Cassazione penale, sez. III, 15 febbraio 2022 (dep. 25 maggio 2022), n. 20238

Pres. Marini, Est. Gentili, Imp. Santarelli, P.M. Filippi

1. Il Tribunale di Ascoli Piceno assolveva l’imputato dal delitto di coltivazione di piante da cui estrarre sostanza stupefacente, ritenendo che le tre piantine di canapa indiana presenti sul suo terrazzo, da cui era possibile estrarre trenta dosi medie singole di sostanza drogante, fossero destinate al suo uso personale. Ciò faceva il giudice di primo grado, con decisione resa nell’anno 2018, circa un anno prima dell’avvento, nel panorama giurisprudenziale, della dirompente sentenza “Caruso” delle Sezioni unite sulla coltivazione domestica; il tribunale aderiva alla tesi, all’epoca minoritaria, secondo cui la coltivazione finalizzata all’uso personale della sostanza ricavabile, non alimentando il mercato, non fosse da reputarsi offensiva e in tali termini punibile.

La Corte d’Appello di Ancona, pronunciandosi solo una settimana prima della pubblicazione del principio di diritto formulato dalle Sezioni unite “Caruso”, aderiva all’impostazione opposta: riformando la sentenza di primo grado, condannava l’imputato ritenendo che le piantumazioni, fornite di principio attivo idoneo al confezionamento di trenta dosi medie singole, fossero per giurisprudenza nomofilattica maggioritaria destinate a configurare la fattispecie di coltivazione penalmente rilevante.

○ ○ ○ ○ ○

Le consegne →
1. Riporta tutti i cognomi presenti nell'intestazione della sentenza, indicando accanto a ciascuno la sigla del ruolo che lo precede.
2. Rispondi in base alla sentenza.
(a) Quante piantine di canapa indiana si trovavano sul terrazzo dell'imputato?
(b) In quale anno il Tribunale di Ascoli Piceno ha reso la decisione di primo grado?
(c) Quale corte ha riformato la sentenza di primo grado condannando l'imputato?

Dati registrati →
○ ○ ○ ○ ○

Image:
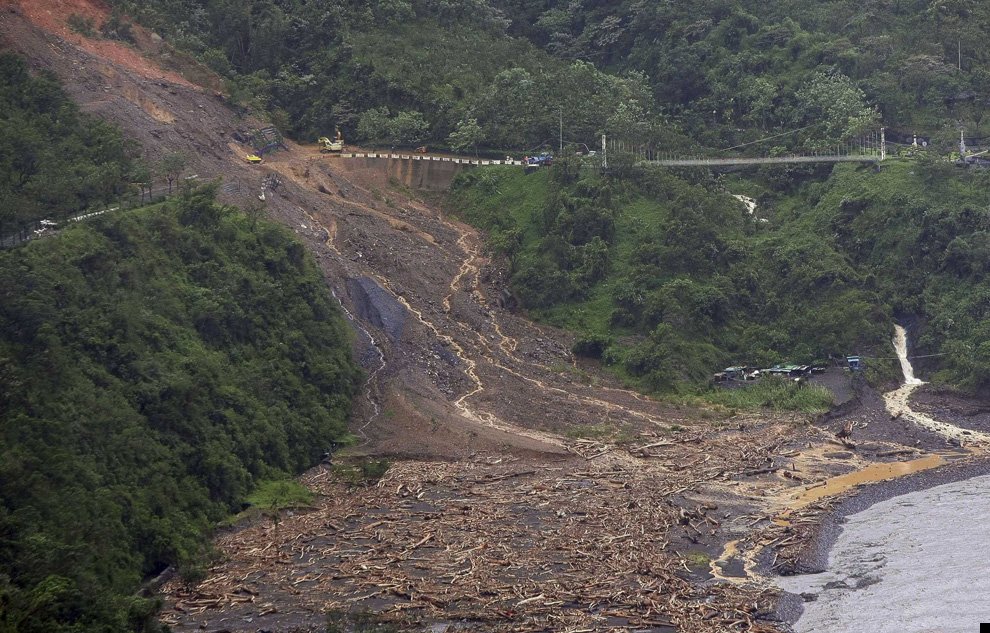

○ ○ ○ ○ ○

Risposte per consegna →
1.
- Marini (Pres.)
- Gentili (Est.)
- Santarelli (Imp.)
- Filippi (P.M.)

2.
(a) Tre.
(b) Nel 2018.
(c) La Corte d'Appello di Ancona.